■ **Written problem**:
Extract the complete data exactly as given.

■ **Record excerpts**:
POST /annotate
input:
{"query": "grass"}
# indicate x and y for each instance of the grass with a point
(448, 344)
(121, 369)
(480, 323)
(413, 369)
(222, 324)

■ **Complete answer**:
POST /annotate
input:
{"query": "grass"}
# indicate x and y for each instance of the grass with a point
(448, 344)
(121, 369)
(480, 323)
(413, 369)
(222, 324)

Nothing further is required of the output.